*** RAW DATA ***

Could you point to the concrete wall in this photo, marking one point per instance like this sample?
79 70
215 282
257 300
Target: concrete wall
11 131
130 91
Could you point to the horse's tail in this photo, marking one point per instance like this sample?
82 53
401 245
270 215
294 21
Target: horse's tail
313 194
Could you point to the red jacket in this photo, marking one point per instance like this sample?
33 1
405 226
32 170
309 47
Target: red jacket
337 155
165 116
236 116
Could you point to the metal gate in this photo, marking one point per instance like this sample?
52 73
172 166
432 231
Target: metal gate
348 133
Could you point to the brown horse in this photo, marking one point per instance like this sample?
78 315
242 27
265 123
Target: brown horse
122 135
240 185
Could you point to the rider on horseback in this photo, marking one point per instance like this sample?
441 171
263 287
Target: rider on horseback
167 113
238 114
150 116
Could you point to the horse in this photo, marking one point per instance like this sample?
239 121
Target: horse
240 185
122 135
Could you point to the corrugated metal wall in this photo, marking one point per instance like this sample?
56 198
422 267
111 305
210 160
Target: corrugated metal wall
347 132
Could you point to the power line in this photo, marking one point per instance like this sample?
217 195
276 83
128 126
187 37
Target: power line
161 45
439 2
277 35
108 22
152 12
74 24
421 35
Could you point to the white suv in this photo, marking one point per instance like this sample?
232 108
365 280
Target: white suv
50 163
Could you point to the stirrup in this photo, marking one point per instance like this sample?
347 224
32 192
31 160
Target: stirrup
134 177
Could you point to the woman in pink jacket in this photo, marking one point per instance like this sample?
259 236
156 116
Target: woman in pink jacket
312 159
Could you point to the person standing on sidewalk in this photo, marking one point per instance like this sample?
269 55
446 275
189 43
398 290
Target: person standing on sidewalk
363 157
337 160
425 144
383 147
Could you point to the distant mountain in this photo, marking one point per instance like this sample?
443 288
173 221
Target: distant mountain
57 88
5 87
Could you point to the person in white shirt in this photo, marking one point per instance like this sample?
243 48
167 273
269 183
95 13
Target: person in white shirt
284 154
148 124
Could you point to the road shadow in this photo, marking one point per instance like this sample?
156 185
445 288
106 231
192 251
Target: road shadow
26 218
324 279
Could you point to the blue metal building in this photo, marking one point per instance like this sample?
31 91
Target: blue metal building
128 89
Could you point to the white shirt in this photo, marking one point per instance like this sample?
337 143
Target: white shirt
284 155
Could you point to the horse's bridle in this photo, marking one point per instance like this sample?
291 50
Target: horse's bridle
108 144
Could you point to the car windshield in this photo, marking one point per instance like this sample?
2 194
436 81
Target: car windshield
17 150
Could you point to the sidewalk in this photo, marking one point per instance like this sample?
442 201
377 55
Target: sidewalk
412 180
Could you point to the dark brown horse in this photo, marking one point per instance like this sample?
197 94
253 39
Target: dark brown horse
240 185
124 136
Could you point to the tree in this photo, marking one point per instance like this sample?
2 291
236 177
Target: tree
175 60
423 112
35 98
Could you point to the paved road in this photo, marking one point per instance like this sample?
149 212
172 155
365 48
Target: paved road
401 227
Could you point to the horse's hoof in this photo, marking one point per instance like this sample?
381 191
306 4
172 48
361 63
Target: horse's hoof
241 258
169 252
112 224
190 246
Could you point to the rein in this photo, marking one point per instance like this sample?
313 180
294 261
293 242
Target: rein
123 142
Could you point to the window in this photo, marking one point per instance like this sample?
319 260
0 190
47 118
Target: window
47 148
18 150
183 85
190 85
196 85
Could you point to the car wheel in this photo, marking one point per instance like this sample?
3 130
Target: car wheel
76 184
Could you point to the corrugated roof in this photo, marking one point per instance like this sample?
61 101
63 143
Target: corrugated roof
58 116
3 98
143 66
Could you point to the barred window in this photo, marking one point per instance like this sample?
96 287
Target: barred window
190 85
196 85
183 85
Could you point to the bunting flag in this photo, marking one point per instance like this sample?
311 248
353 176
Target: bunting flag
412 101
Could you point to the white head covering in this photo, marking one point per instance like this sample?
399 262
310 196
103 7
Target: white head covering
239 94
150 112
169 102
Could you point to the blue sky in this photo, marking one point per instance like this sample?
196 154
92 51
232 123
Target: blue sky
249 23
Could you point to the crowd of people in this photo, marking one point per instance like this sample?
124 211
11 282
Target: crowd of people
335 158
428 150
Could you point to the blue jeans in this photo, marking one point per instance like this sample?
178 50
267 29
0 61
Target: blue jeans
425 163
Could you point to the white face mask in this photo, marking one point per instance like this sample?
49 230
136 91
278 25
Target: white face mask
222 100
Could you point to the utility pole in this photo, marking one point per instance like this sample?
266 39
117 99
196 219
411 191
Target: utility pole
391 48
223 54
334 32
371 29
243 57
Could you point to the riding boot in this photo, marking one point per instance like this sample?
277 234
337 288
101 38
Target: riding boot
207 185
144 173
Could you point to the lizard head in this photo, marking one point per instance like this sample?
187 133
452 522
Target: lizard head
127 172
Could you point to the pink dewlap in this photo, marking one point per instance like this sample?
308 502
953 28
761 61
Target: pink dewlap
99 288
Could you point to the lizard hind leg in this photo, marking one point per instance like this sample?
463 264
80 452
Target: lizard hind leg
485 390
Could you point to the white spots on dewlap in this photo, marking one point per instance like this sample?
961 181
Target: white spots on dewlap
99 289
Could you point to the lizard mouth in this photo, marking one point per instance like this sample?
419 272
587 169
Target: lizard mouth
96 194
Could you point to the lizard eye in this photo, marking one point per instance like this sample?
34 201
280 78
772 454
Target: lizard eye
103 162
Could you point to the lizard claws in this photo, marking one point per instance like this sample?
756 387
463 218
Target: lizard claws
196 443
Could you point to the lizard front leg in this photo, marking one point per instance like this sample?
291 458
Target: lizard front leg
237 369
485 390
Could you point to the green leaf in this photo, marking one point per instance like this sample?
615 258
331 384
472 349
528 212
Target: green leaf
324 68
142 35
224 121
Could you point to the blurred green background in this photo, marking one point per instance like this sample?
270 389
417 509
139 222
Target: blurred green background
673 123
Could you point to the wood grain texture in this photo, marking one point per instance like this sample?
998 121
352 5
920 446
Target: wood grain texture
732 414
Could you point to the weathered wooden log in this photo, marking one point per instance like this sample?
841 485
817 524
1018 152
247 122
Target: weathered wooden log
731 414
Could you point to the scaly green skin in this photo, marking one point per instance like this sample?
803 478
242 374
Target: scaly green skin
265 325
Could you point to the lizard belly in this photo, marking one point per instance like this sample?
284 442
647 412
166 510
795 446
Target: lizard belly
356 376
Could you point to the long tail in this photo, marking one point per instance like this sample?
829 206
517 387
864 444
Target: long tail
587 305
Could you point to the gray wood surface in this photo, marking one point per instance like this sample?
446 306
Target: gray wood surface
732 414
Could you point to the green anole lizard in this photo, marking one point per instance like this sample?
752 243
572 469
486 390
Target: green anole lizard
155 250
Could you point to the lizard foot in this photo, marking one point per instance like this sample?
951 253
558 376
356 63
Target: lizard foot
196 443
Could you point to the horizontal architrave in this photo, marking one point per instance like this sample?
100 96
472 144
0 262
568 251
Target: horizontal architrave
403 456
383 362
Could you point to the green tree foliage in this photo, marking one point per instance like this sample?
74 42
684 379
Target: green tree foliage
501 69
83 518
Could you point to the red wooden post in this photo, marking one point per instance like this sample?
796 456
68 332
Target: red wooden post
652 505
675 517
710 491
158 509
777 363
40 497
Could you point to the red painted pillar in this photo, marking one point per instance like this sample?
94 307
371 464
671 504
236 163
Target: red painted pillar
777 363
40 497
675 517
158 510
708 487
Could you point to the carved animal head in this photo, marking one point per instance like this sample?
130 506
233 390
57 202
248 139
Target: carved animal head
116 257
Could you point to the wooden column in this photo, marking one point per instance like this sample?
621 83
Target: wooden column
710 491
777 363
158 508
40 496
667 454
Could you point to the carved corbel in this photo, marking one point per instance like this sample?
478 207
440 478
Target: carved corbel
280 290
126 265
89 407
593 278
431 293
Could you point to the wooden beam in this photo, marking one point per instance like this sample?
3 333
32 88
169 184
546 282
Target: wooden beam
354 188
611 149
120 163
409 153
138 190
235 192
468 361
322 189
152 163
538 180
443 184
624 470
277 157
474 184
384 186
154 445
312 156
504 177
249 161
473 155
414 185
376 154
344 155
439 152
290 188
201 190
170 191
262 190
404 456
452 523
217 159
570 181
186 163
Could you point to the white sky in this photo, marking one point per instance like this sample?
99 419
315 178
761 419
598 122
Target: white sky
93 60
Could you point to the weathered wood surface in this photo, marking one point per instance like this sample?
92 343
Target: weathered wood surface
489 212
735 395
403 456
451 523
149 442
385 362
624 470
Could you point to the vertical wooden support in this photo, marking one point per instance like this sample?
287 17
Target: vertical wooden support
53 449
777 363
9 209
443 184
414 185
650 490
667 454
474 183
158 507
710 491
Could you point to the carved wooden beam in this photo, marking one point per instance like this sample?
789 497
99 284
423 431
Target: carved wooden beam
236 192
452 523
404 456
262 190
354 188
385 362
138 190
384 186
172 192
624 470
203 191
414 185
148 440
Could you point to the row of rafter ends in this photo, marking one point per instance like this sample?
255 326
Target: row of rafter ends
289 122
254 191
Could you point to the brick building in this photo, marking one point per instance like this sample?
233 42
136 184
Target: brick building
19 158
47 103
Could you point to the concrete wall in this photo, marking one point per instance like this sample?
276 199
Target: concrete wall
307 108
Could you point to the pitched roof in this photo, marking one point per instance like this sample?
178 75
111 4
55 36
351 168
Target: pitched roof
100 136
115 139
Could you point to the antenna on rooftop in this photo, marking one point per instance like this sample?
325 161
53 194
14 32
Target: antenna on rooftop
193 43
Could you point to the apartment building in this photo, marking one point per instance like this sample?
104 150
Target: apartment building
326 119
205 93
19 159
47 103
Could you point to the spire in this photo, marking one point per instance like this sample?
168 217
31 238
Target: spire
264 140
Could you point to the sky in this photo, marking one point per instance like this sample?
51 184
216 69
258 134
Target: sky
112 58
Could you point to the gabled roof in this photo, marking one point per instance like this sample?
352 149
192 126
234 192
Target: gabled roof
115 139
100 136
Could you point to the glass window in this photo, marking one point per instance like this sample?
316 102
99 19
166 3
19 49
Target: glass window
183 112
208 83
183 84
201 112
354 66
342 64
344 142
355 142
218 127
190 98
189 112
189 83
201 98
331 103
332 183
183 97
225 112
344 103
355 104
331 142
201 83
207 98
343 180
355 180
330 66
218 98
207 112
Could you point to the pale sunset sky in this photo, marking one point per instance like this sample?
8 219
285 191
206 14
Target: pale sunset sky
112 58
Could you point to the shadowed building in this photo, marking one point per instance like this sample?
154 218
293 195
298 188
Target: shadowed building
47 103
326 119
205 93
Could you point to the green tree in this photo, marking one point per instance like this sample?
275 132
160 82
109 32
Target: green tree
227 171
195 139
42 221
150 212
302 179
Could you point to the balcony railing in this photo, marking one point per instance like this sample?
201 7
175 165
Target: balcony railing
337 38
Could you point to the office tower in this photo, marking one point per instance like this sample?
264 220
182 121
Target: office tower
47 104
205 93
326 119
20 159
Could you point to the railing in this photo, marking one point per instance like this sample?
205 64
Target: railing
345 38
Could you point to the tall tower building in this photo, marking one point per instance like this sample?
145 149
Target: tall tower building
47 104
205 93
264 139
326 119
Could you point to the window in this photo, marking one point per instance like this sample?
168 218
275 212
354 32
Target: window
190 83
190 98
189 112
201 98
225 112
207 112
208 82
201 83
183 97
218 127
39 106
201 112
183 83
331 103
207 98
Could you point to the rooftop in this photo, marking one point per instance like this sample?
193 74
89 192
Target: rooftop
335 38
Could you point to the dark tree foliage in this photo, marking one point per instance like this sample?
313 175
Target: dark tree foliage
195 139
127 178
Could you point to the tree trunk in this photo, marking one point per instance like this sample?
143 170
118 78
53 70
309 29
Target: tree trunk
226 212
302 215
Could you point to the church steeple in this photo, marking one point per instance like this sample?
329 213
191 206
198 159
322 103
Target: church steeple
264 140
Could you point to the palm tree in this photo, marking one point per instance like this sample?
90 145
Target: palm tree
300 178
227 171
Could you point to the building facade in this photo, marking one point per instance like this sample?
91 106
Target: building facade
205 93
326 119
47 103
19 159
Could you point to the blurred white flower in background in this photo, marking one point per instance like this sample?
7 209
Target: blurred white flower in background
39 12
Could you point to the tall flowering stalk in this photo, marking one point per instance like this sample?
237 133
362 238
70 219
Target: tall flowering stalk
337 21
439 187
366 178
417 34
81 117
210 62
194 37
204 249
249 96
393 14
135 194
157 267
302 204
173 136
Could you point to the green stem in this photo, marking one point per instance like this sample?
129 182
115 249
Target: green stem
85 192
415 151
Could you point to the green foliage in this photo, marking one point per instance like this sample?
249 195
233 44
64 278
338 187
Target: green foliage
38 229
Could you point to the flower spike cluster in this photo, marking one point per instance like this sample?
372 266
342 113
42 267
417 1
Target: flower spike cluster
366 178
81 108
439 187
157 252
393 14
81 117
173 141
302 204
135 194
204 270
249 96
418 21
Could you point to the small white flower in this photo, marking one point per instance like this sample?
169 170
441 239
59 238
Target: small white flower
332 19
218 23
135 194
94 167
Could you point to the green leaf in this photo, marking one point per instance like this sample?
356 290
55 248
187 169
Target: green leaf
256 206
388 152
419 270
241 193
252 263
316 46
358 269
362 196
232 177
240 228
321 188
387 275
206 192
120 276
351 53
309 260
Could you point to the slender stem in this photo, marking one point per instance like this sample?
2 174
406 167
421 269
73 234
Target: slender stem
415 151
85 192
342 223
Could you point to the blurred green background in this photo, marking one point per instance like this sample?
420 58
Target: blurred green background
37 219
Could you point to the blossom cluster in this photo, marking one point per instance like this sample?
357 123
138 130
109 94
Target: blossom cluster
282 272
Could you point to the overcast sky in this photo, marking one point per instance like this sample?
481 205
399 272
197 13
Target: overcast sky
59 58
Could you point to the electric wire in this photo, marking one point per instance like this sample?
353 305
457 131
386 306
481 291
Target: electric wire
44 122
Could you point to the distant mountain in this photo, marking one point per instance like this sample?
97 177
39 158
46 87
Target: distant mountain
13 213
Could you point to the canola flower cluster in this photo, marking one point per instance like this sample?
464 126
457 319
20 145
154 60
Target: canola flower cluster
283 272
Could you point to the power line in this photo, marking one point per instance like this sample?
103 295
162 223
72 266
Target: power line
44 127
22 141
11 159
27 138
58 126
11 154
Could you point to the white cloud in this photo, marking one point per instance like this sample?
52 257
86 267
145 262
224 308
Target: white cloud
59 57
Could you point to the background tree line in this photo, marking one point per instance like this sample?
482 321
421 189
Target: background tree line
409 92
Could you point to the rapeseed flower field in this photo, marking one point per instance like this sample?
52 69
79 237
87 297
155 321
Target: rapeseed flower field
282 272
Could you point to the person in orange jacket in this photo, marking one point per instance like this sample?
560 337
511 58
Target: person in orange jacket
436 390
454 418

*** End of RAW DATA ***

WORK ITEM: Nothing but the lines from the one with "Could you point to the background" through the final line of the records may appear in the answer, and each must be transcribed exactly.

REPLY:
Could you point to the background tree line in this photo, marking one point per instance like this sample?
482 321
421 189
Target: background tree line
409 92
Could you point to the rapeseed flower field in this photo, marking one point per instance like this sample?
52 69
79 237
87 297
155 321
Target: rapeseed flower field
282 272
Could you point to the person in orange jacket in this photo, marking one point per instance like this sample?
560 337
511 58
Target: person in orange jacket
436 390
454 418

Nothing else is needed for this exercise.